■ 本文抜粋 ■
'''

デイブはアイルランド移民の二世で、妻には中国からの移民の女性ニーナを迎えていた。私は前職でデイブと関わることがあり、私が仕事を辞したあとも、機会があるたびに会う機会を設けていた。私は、いつかアメリカに住みたい、とデイブに夢を語りながら、実現させることができずにいた。

2011年の5月。仕事の休みをとって、私はアメリカ・コロンバスのデイブの家に遊びにきていた。バーベキュー用のグリルがセットされた庭に簡易椅子を二つ作って、デイブと私はアメリカの政治から文化、そして、大げさにいえば、今後の人生についてとりとめのない会話を重ねていた。

「実は、3番目の家を探している」。デイブは教えてくれた。「売ることを前提にこの自宅も購入した。だから、自分たちには子供もいないのに、ベッドルームが3つもあるだろう」

デイブは妻のニーナがより広い家に住みたがっていることと、リーマンショック後の地価下落局面では、底値で自宅を購入することの優位性を私に教えてくれた。

'''

■ 取り組む課題 ■
- 1) 本文によると、デイブは現在の自宅をどのような前提で購入しましたか。
- 2) 本文で、デイブと「私」が庭で会話を重ねた話題をすべて挙げてください。
- 3) デイブの家を訪ねた話を描いた本文について、最後の文に続く部分を書き進めてください。

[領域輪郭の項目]
'''

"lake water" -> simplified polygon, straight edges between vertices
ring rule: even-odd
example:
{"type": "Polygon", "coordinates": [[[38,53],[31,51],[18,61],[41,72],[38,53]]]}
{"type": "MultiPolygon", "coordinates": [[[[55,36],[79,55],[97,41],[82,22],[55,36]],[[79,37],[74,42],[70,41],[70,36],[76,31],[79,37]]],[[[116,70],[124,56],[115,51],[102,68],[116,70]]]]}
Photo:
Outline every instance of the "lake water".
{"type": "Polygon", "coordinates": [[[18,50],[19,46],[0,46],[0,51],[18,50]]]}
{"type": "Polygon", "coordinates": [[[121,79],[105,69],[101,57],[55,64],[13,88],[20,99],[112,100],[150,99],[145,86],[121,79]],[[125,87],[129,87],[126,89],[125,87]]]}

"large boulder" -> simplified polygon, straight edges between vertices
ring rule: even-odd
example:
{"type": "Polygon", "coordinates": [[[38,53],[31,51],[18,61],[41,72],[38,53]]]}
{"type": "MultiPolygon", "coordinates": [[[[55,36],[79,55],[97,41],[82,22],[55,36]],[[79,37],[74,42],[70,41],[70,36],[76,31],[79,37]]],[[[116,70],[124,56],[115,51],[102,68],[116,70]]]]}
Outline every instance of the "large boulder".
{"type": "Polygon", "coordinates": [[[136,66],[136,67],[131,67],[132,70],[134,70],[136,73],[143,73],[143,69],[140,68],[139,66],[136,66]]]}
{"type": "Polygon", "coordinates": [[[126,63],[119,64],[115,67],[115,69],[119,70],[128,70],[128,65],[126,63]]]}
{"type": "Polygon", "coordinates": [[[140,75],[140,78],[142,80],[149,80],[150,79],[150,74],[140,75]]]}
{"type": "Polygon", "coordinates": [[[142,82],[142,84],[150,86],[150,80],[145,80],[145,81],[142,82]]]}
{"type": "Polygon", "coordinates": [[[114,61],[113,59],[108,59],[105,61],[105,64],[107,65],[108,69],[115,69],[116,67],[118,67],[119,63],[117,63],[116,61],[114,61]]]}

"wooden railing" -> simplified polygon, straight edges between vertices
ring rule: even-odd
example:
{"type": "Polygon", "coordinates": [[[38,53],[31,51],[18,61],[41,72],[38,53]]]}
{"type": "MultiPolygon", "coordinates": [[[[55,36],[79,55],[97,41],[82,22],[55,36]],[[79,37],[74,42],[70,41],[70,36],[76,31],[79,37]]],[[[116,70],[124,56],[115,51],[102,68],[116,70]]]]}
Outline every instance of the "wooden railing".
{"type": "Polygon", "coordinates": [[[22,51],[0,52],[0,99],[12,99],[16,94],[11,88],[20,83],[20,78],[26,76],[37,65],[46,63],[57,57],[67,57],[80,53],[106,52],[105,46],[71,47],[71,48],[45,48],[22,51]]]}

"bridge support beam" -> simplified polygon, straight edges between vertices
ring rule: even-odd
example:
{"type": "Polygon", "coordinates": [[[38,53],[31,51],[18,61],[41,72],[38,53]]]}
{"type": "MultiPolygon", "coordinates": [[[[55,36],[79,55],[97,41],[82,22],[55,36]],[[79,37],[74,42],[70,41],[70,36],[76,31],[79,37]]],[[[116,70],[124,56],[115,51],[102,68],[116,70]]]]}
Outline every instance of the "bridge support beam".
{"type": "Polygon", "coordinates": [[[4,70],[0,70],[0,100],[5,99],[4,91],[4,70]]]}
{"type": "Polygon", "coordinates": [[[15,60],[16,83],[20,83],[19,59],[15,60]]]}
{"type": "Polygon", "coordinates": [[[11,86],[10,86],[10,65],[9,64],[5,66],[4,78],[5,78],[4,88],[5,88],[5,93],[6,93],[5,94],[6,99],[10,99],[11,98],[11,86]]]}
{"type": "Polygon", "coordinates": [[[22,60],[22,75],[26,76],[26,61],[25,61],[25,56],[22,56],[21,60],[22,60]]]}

'''

■ 想定される解答 ■
- 1) 売ることを前提に購入しました。

- 2) アメリカの政治、文化、今後の人生

- 3)
「アメリカ人は、現時点の自宅を終の棲家と考えていない」。デイブは、子供を育てたあとは、気候の温暖なオーランドでゆっくりと暮らすことを夢見ていた。

そのころには、デイブは何件目の家を購入することになるだろう。

「日本人の家は狭い」。日本に滞在歴もあるデイブは、私にそう語り、「アメリカに来れば、同額でこの家に住める」と後の建屋を指さした。デイブは3本目のビールを空けようとし、私に勧めてくれたが、私は遠慮がちに断った。

なぜだか、あまり酔わなかったことを覚えている。

隣の家では、まだ17時だというのに父親が帰宅し、子供と芝刈りをして楽しそうに笑っていた。幼い子供がバットを振り回し、母親は遠目で眺めていた。たしかに日本ではもう見ることのない光景がそこには広がっていた。
ひたすら働くだけの自分が急に虚しくなった。

日本では、みな住む場所の制約を受け、仕事の制約を受け、妥協と諦観のなかで日々をすごしている。

しかし、日本人はみな、その不遇を所与として生きるしかないのだろうか。また、ほんとうにアメリカと日本の絶望的なほどの格差を解消することはできないのだろうか。日本かアメリカかの二項対立しかないのだろうか。その解決策は、国家を移動することでしかありえないのだろうか。

空のビールのラベルには「Blue Moon」と書かれていた。「めったにありえないこと」を意味する言葉だった。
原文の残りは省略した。